# Aim of the exercise:
All entries are to be given again verbatim.

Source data

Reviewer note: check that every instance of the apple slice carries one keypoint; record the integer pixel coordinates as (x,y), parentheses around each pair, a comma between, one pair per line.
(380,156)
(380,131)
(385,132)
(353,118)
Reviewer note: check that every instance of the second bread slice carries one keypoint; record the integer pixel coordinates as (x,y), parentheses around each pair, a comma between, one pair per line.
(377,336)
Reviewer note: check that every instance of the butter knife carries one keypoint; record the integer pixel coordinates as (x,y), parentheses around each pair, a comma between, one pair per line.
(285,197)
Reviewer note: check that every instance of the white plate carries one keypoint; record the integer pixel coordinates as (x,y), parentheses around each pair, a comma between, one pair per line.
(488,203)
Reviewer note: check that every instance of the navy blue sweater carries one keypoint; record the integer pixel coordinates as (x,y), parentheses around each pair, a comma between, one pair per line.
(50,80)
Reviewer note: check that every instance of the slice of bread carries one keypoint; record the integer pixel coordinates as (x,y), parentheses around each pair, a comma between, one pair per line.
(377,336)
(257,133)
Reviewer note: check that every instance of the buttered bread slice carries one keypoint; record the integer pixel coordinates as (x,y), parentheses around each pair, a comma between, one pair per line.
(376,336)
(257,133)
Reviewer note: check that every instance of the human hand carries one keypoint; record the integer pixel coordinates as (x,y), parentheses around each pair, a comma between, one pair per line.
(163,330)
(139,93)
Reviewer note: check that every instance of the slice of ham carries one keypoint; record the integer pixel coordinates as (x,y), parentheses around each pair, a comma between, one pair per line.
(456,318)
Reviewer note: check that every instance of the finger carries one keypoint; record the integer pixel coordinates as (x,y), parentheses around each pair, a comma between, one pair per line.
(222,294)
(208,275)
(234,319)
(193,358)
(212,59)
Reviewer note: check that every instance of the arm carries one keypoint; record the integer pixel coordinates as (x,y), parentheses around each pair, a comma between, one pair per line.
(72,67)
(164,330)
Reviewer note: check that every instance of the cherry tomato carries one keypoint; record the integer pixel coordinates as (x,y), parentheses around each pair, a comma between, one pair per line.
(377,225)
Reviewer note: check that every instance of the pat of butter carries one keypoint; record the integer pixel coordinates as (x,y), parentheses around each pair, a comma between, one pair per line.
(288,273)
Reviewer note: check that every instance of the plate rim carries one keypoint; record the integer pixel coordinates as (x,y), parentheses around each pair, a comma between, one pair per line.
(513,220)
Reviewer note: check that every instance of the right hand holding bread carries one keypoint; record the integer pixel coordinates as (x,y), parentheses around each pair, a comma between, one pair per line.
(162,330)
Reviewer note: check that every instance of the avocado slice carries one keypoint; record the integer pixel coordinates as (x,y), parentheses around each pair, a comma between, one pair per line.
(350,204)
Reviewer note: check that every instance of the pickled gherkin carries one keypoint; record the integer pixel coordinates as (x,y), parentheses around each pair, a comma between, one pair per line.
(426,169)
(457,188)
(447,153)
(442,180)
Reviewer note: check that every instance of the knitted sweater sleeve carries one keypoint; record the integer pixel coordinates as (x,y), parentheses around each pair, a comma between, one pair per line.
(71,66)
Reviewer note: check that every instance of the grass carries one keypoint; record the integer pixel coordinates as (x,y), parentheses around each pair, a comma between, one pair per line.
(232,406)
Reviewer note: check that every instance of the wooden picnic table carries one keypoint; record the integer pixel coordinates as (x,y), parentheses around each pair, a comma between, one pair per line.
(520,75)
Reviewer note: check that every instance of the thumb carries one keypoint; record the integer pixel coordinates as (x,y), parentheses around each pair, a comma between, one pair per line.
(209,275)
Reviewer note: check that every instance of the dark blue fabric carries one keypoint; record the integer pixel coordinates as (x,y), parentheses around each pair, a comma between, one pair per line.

# Complete answer:
Reviewer note: check that every instance of the apple slice carries one keypoint; record the integer pixel coordinates as (x,y), parentheses around each pair, a comma between, one pair per line.
(380,156)
(380,131)
(385,132)
(353,118)
Reviewer note: check that every instance of the second bread slice carries one keypoint; record the integer pixel coordinates as (x,y), parentheses around each pair, a comma between, one pair per line.
(377,336)
Reviewer note: check that every instance of the butter knife carries one keypoint; record the integer pixel coordinates as (x,y), parentheses around each pair, a comma between, one pair per line.
(285,197)
Reviewer note: check that every instance of the white plate carries one keypoint; record the integer pixel coordinates as (x,y), parentheses around each pair, a comma between, one pair per line.
(488,203)
Reviewer note: check that every instance of the navy blue sweater carries one keypoint; record the integer pixel coordinates as (x,y), parentheses around each pair, a comma between, one pair per line.
(50,80)
Reviewer note: check that every instance of the slice of bread carries one keypoint; record the integer pixel coordinates as (x,y), parentheses around each pair, a comma between, one pair per line.
(377,336)
(257,133)
Reviewer note: check that every instance of the buttered bread slice carries one keypoint; record the integer pixel coordinates as (x,y), parentheses around each pair, a comma between, one pair per line.
(376,336)
(257,133)
Reviewer note: check that every instance of the human hand carries one keypoint; record the integer pixel coordinates as (x,y), parentheses around each pair, a comma between, one pair per line.
(163,330)
(139,93)
Reviewer note: check that every instance of the slice of ham carries one keypoint; record the integer pixel coordinates as (x,y), parentheses around each pair, a comma between, one pair per line.
(456,318)
Reviewer note: check that every instance of the finger carries one keypoint; record the integer pixel coordinates as (x,y), parentheses around each pair, a comma between, one pair per line.
(222,294)
(208,275)
(234,319)
(193,358)
(212,59)
Reviewer note: check that every instance of the arm carries one keypoint; record the integer pixel coordinates as (x,y), parentheses around each pair, a comma between, one pair per line.
(72,67)
(164,330)
Reviewer note: check that every instance of the cherry tomato carries one keypoint; record the integer pixel coordinates as (x,y), parentheses around each pair, a comma between, one pair per line.
(377,225)
Reviewer note: check that every instance of the pat of butter carries one keypoint; record the integer pixel coordinates as (x,y), parentheses around each pair, a comma between, one pair per line.
(288,273)
Reviewer note: check that every instance of the plate rim carries one keypoint; record the integer pixel coordinates as (x,y), parentheses around each pair, a comma between, one pair per line.
(513,220)
Reviewer note: check that every instance of the right hand holding bread carries one keypoint; record the integer pixel coordinates as (x,y), parentheses around each pair, a comma between, one pair per line.
(162,330)
Reviewer note: check that every instance of the avocado slice carries one keypoint; record the integer pixel coordinates as (x,y), parentheses around each pair, a comma between, one pair per line.
(350,204)
Reviewer note: check that every instance of the pickled gherkin carries one keypoint; record the integer pixel coordinates as (x,y), parentheses around each pair, a comma between, one pair per line.
(426,169)
(457,188)
(447,153)
(442,180)
Reviewer note: check that every instance of the knitted sweater sleeve carries one keypoint; record the integer pixel coordinates as (x,y), parentheses around each pair, a comma between, one pair per line.
(71,66)
Reviewer note: check that every instance of the grass carries one keypoint; record the integer pixel coordinates as (x,y), parentheses around each pair, a comma between, one pair per line.
(232,406)
Reviewer note: check that every instance of the wooden picnic table carries one keypoint; record the integer pixel coordinates as (x,y), parentheses around each pair, a comma between, one pair per line.
(520,75)
Reviewer note: check that every instance of the thumb carries one keypoint; record the integer pixel coordinates as (x,y), parentheses around each pair, a comma between, one pair per line.
(209,275)
Reviewer note: check that every instance of the dark blue fabric carries one keypoint; record the integer pixel coordinates as (x,y), parentheses around each pair, a comma between, one pair per line.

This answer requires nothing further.